-- SUPPLIED PASSAGE follows --

Learned medicine centred on the practica, a genre of Latin texts based on description of diseases and their treatment (nosology). Its interests were less in the abstract reasoning of medieval medicine and in the tradition of Avicenna, on which it was built, and instead it was based more on the diagnosis and treatment of particular diseases. Practica, covering diagnosis and therapies, was contrasted with theorica, which dealt with physiology and abstract thought on health and illness. The tradition from Galen valued practica less than theorica concepts, but from the 15th century the status of practica in learned medicine rose.

"Learned medicine" in this sense was also an academic discipline. It was taught in European universities, and its faculty had the same status as those of theology and law. Learned medicine is typically contrasted with the folk medicine of the period, but it has been argued that the distinction is not rigorous. Its Galenic teachings were challenged successively by Paracelsianism and Helmontianism.

-- SUPPLIED PASSAGE concluded --

TASK SET
(1) According to the passage on learned medicine, what separated practica from theorica? Answer in one to three sentences.
(2) Reproduce, word for word, the part of the passage on learned medicine that opens with the words containing "Learned medicine centred" and closes with "learned medicine rose.".
(3) Answer these questions from the passage on learned medicine:
(a) On what genre of Latin texts did learned medicine center?
(b) Where was learned medicine taught?
(c) Which two movements successively challenged its Galenic teachings?
None of the material that follows is needed.

-- SUPPLIED ENTRIES follows --

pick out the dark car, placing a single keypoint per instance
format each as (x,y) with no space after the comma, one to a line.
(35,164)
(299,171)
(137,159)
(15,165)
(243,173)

-- SUPPLIED ENTRIES concluded --

RESULTS IN ORDER
(1) Practica covered the diagnosis and therapies of particular diseases. Theorica dealt with physiology and with abstract thought on health and illness.

(2)
Learned medicine centred on the practica, a genre of Latin texts based on description of diseases and their treatment (nosology). Its interests were less in the abstract reasoning of medieval medicine and in the tradition of Avicenna, on which it was built, and instead it was based more on the diagnosis and treatment of particular diseases. Practica, covering diagnosis and therapies, was contrasted with theorica, which dealt with physiology and abstract thought on health and illness. The tradition from Galen valued practica less than theorica concepts, but from the 15th century the status of practica in learned medicine rose.

(3)
(a) The practica.
(b) In European universities.
(c) Paracelsianism and Helmontianism.